[Source document Boundary: Start]

The victory of Warren G. Harding in the 1920 U.S. Presidential election ushered in a new Republican administration. Among the new appointees in the Post Office Department was Third Assistant Postmaster General W. Irving Glover. His duties would include the responsibilities for postage stamps. Glover was a savvy politician and businessman from New Jersey whose wife and political friends were serious stamp collectors. He quickly recognized that if the Post Office Department catered to stamp collectors, both entities could benefit from the relationship.

Among Glover’s early actions was his revamping of the nation’s postage stamps. The first stamp to receive this attention was the current special delivery stamp whose bicycle messenger design had been in use since 1902. A new design would show a motorcycle messenger to reflect the fact that the post office was mechanizing. Glover’s practice of publicizing the release of new stamps on specified dates and at specific locations began with this issue. It was announced that the new special delivery stamp would be made available to collectors and dealers on July 12, 1922 at the Philatelic Stamp Agency in Washington, DC. Glover also promoted the new stamp in a number of other ways. He arranged to have the press catch Postmaster General Hubert Work being the first person in line at the Philatelic Stamp Agency to buy the new stamp (Picture). It was also announced that PMG Work “will present the stamp he bought to the President along with a die proof prepared from the master die.”

[Source document Boundary: End]
[Information shown Boundary: Start]

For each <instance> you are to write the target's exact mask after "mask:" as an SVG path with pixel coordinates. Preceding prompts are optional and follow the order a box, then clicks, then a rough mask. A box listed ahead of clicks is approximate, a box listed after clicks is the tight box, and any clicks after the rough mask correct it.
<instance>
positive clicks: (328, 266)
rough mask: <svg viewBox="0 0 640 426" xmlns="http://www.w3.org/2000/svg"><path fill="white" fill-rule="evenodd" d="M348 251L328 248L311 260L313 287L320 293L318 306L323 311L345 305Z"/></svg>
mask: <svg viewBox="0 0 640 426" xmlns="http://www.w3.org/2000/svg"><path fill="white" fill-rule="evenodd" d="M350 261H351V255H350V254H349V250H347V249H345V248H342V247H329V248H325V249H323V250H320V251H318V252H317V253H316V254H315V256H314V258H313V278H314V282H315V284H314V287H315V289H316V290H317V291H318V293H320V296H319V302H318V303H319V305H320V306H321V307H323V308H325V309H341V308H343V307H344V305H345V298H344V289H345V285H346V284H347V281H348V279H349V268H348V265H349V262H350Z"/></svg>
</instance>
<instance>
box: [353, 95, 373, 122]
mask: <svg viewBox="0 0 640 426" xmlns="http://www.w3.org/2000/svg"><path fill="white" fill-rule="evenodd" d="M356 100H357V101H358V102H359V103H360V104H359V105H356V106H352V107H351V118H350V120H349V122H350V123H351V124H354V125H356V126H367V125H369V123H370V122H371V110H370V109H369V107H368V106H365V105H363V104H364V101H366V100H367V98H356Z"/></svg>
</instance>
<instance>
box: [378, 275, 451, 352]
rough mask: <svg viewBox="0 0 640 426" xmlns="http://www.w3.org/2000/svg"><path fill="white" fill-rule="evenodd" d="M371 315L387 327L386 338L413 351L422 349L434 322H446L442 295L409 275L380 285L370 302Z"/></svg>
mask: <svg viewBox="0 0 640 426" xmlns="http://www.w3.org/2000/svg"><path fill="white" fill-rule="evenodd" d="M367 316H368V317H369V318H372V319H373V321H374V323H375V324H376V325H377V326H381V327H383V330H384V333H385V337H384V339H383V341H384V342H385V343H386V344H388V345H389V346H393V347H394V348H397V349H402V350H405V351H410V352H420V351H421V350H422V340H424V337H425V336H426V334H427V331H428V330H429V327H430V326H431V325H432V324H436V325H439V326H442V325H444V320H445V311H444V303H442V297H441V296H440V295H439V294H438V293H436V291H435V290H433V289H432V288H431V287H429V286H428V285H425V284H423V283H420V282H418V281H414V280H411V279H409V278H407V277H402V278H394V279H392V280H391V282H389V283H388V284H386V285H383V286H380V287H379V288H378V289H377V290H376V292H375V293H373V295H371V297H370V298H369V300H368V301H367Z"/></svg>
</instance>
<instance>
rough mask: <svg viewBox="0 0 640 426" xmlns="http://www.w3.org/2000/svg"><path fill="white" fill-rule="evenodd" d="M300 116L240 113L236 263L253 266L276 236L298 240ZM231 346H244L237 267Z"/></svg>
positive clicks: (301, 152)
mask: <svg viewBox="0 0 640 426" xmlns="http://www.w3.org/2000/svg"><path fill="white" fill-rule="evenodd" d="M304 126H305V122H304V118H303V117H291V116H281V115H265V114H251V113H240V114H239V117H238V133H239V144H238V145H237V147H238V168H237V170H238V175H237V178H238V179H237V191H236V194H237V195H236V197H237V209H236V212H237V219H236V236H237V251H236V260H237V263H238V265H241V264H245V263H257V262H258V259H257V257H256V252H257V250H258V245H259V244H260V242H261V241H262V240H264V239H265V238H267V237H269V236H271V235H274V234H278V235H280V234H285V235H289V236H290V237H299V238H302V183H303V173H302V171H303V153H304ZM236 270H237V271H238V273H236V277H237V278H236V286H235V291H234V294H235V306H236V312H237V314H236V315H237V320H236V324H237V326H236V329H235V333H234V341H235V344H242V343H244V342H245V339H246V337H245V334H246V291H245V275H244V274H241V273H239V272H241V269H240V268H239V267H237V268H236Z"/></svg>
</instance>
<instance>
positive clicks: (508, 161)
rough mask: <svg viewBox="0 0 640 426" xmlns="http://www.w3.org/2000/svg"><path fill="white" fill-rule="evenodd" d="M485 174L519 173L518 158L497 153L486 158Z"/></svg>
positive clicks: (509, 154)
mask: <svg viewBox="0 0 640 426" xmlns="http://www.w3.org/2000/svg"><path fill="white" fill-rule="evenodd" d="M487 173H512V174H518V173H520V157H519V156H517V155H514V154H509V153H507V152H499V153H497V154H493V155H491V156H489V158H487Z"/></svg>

[Information shown Boundary: End]

• Problem 1: Reproduce the passage on the 1922 special delivery stamp in full, word for word.
• Problem 2: Identify every line of the entries that contains the string "rough", and copy each of those lines.
The passage and the entries have no connection to each other.

• Task result 1:
The victory of Warren G. Harding in the 1920 U.S. Presidential election ushered in a new Republican administration. Among the new appointees in the Post Office Department was Third Assistant Postmaster General W. Irving Glover. His duties would include the responsibilities for postage stamps. Glover was a savvy politician and businessman from New Jersey whose wife and political friends were serious stamp collectors. He quickly recognized that if the Post Office Department catered to stamp collectors, both entities could benefit from the relationship.

Among Glover’s early actions was his revamping of the nation’s postage stamps. The first stamp to receive this attention was the current special delivery stamp whose bicycle messenger design had been in use since 1902. A new design would show a motorcycle messenger to reflect the fact that the post office was mechanizing. Glover’s practice of publicizing the release of new stamps on specified dates and at specific locations began with this issue. It was announced that the new special delivery stamp would be made available to collectors and dealers on July 12, 1922 at the Philatelic Stamp Agency in Washington, DC. Glover also promoted the new stamp in a number of other ways. He arranged to have the press catch Postmaster General Hubert Work being the first person in line at the Philatelic Stamp Agency to buy the new stamp (Picture). It was also announced that PMG Work “will present the stamp he bought to the President along with a die proof prepared from the master die.”

• Task result 2:
For each <instance> you are to write the target's exact mask after "mask:" as an SVG path with pixel coordinates. Preceding prompts are optional and follow the order a box, then clicks, then a rough mask. A box listed ahead of clicks is approximate, a box listed after clicks is the tight box, and any clicks after the rough mask correct it.
rough mask: <svg viewBox="0 0 640 426" xmlns="http://www.w3.org/2000/svg"><path fill="white" fill-rule="evenodd" d="M348 251L328 248L311 260L313 287L320 293L318 306L323 311L345 305Z"/></svg>
rough mask: <svg viewBox="0 0 640 426" xmlns="http://www.w3.org/2000/svg"><path fill="white" fill-rule="evenodd" d="M371 315L387 327L386 338L413 351L422 349L434 322H446L442 295L409 275L380 285L370 302Z"/></svg>
rough mask: <svg viewBox="0 0 640 426" xmlns="http://www.w3.org/2000/svg"><path fill="white" fill-rule="evenodd" d="M300 116L240 113L236 263L253 266L276 236L298 240ZM231 346H244L237 267Z"/></svg>
rough mask: <svg viewBox="0 0 640 426" xmlns="http://www.w3.org/2000/svg"><path fill="white" fill-rule="evenodd" d="M485 174L519 173L518 158L497 153L486 158Z"/></svg>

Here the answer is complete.